- _Source material_
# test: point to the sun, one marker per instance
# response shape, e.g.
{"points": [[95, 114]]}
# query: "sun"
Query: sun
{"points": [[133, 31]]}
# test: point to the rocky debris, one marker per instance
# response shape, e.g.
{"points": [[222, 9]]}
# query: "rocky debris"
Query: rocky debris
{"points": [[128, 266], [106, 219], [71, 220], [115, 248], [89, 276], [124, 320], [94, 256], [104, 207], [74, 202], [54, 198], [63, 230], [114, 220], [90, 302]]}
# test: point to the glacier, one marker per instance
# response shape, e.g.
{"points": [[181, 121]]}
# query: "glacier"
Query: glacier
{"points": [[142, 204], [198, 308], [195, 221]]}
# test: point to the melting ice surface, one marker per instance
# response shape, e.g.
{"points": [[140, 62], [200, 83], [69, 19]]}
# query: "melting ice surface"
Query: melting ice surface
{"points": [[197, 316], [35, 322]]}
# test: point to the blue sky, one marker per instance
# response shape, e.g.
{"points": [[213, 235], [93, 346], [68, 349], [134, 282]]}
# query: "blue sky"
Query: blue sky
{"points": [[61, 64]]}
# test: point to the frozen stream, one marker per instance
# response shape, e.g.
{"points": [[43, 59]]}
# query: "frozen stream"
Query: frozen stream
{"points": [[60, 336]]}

- _Work instructions_
Gather each line in the entries above where the string "instance" is found.

- _Exercise output_
# test: point to the sun, one marker per instance
# test: point to the rocky debris, one marker per instance
# test: point to the glacier, one marker per instance
# test: point to the melting ice surface, one marker per instance
# test: point to the blue sky, one marker per instance
# test: point to the frozen stream, one marker per instance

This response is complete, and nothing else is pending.